• _Aim_:
Write out all of the material below line for line, changing nothing.

=== Available records ===

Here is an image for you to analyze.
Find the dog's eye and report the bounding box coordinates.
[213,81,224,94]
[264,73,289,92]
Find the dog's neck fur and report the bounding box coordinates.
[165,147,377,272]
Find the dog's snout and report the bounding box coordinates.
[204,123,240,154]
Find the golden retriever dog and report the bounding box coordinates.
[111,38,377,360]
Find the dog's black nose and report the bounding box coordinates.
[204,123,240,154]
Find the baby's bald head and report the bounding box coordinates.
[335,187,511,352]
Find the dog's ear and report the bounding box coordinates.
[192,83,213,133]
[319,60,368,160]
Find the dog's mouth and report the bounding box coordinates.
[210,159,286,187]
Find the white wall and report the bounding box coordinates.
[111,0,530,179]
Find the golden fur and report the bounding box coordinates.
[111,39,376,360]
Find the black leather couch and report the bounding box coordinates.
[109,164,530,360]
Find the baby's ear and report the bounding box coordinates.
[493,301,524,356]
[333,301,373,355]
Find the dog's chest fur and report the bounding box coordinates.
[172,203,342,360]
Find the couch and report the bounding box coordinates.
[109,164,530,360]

===

• _Solution for this problem_:
Here is an image for you to analyze.
Find the dog's eye and report the bounding box coordinates.
[213,81,224,94]
[264,73,289,92]
Find the dog's neck fur and report the bounding box coordinates.
[165,147,377,272]
Find the dog's snout and report the bounding box coordinates.
[204,123,240,154]
Find the golden retriever dog and report the bounding box coordinates.
[111,38,377,360]
Find the dog's black nose and report the bounding box coordinates.
[204,123,240,154]
Find the baby's bald head and report the bounding box coordinates.
[335,187,511,352]
Find the dog's ear and report the bounding box coordinates.
[192,83,213,133]
[319,60,368,160]
Find the dog's mouth and report the bounding box coordinates.
[210,159,286,187]
Find the white wall and report the bounding box coordinates.
[111,0,530,179]
Find the golden fur and report the bounding box coordinates.
[111,39,376,360]
Find the black leather couch and report the bounding box coordinates.
[109,164,530,360]
Find the baby's ear and report the bounding box coordinates.
[493,301,524,356]
[333,301,373,355]
Find the dog's chest fur and report the bounding box coordinates.
[172,203,342,360]
Find the couch and report the bounding box coordinates.
[109,164,530,360]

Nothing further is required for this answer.